--- START ---
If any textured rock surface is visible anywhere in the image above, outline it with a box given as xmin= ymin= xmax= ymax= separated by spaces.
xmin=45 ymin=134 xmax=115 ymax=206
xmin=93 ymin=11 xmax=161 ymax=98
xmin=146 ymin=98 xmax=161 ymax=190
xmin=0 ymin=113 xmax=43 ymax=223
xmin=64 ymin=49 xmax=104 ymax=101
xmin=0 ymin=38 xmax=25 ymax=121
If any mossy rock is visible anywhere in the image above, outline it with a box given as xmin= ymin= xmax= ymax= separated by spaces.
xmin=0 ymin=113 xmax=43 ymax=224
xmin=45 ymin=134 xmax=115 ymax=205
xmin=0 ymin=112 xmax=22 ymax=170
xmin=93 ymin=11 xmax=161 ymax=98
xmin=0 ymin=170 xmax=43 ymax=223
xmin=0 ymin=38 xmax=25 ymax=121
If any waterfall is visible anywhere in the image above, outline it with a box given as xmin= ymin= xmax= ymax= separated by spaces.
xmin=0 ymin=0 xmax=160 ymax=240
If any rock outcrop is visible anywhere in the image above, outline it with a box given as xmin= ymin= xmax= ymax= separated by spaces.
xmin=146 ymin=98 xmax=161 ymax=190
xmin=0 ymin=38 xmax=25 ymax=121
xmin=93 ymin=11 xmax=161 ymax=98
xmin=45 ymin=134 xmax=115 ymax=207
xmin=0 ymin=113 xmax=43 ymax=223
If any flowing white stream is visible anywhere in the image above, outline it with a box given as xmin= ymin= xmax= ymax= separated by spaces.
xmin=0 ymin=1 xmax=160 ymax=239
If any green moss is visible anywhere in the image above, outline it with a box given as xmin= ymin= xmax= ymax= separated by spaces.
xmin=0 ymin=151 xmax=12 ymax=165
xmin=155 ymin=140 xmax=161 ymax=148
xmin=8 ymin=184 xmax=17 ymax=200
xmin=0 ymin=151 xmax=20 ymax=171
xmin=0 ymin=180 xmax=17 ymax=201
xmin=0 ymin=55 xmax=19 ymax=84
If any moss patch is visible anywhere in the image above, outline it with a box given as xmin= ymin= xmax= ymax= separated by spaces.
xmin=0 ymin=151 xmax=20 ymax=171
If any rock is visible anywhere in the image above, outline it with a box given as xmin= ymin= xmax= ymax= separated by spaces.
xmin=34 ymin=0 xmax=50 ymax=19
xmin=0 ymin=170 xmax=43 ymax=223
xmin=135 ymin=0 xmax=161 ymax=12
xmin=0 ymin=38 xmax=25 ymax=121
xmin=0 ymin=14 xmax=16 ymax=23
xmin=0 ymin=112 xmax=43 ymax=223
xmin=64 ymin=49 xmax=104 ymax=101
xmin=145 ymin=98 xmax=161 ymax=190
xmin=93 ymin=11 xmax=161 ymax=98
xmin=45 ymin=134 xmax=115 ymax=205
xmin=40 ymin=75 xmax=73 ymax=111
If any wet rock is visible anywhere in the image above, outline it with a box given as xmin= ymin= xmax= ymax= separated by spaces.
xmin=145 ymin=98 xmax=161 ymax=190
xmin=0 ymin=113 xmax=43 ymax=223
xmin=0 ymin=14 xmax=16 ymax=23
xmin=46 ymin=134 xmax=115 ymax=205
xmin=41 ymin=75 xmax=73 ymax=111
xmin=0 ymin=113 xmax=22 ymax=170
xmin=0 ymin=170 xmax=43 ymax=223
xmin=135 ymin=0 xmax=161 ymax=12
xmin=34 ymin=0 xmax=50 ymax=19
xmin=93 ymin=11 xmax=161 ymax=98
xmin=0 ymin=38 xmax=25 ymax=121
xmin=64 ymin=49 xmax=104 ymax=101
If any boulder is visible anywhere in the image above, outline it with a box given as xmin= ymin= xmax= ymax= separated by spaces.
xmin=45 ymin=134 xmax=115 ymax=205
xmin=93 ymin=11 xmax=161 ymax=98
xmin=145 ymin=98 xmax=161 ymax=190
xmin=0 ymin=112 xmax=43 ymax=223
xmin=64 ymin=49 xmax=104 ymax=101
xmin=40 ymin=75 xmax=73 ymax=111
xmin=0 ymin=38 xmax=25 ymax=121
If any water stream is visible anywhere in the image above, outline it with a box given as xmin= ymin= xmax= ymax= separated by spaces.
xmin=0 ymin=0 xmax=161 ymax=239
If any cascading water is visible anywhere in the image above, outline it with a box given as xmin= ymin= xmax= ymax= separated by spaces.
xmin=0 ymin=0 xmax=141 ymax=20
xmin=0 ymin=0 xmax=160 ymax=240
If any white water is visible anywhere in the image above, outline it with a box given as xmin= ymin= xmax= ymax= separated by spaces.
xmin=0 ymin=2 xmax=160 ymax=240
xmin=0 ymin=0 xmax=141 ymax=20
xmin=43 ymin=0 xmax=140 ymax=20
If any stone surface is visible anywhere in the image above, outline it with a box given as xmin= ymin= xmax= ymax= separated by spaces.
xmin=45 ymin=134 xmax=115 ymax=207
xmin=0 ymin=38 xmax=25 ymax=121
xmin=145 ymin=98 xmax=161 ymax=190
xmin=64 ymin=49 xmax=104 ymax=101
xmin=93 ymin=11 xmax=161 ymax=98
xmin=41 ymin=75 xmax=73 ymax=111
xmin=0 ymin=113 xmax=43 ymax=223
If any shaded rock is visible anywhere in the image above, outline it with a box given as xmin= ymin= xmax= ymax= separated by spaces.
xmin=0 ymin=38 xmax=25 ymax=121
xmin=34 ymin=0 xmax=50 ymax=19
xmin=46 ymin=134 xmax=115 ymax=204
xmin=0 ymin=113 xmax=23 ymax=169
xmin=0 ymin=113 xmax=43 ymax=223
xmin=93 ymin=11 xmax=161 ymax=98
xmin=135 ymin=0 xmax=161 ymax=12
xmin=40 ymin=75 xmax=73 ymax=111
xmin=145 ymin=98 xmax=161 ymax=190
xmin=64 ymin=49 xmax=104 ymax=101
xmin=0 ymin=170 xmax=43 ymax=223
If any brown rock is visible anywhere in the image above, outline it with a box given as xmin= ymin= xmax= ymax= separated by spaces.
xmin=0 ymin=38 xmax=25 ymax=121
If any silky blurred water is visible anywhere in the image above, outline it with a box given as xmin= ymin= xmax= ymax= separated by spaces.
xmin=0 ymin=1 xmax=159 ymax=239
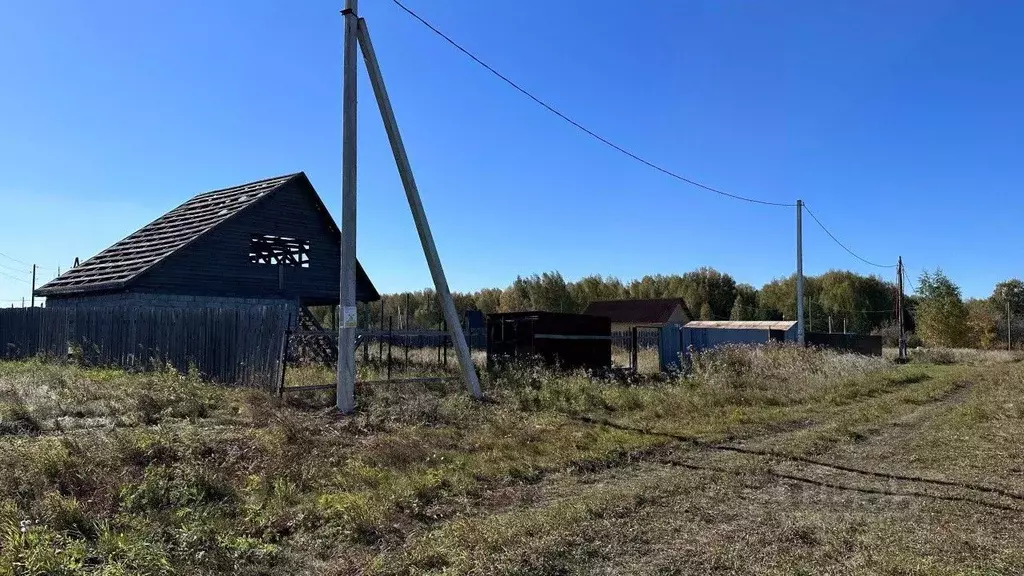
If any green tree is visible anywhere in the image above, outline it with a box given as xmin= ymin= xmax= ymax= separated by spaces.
xmin=699 ymin=302 xmax=714 ymax=320
xmin=915 ymin=269 xmax=970 ymax=347
xmin=730 ymin=284 xmax=757 ymax=320
xmin=474 ymin=288 xmax=502 ymax=315
xmin=966 ymin=298 xmax=999 ymax=349
xmin=498 ymin=278 xmax=531 ymax=312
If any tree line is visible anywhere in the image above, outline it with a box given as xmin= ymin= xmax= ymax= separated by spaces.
xmin=344 ymin=267 xmax=1022 ymax=350
xmin=356 ymin=267 xmax=899 ymax=334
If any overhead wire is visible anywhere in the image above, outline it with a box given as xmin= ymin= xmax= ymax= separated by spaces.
xmin=0 ymin=269 xmax=29 ymax=284
xmin=390 ymin=0 xmax=795 ymax=208
xmin=0 ymin=251 xmax=34 ymax=269
xmin=0 ymin=260 xmax=30 ymax=274
xmin=802 ymin=204 xmax=897 ymax=269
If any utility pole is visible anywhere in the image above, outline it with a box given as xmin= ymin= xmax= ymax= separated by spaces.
xmin=337 ymin=0 xmax=359 ymax=413
xmin=30 ymin=264 xmax=36 ymax=307
xmin=897 ymin=256 xmax=907 ymax=362
xmin=357 ymin=17 xmax=482 ymax=399
xmin=843 ymin=317 xmax=847 ymax=334
xmin=828 ymin=315 xmax=832 ymax=334
xmin=796 ymin=199 xmax=805 ymax=346
xmin=1005 ymin=287 xmax=1011 ymax=351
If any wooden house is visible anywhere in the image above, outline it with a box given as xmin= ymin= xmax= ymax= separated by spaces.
xmin=35 ymin=173 xmax=378 ymax=322
xmin=582 ymin=298 xmax=691 ymax=332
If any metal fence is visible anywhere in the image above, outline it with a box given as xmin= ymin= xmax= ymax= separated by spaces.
--- END ---
> **Problem to solve**
Find the line with "If any utility". Transcribe it and every line after it exactly, through the end of the records above, and nothing else.

> **Problem solution**
If any utility pole is visible anywhere in the image above, outline it with a box given as xmin= ymin= xmax= ymax= separated by spaces.
xmin=337 ymin=0 xmax=359 ymax=413
xmin=30 ymin=264 xmax=36 ymax=307
xmin=897 ymin=256 xmax=907 ymax=362
xmin=357 ymin=17 xmax=482 ymax=399
xmin=843 ymin=317 xmax=847 ymax=334
xmin=828 ymin=315 xmax=832 ymax=334
xmin=796 ymin=199 xmax=805 ymax=346
xmin=1005 ymin=287 xmax=1011 ymax=351
If any wooden house is visible anywhere in the image above, outline it with a box given as xmin= ymin= xmax= ymax= separated by spaces.
xmin=35 ymin=173 xmax=378 ymax=322
xmin=582 ymin=298 xmax=691 ymax=332
If any metal fence is visible anywhere in the image above, outline it with a box given as xmin= ymin= xmax= ymax= separated by spaces.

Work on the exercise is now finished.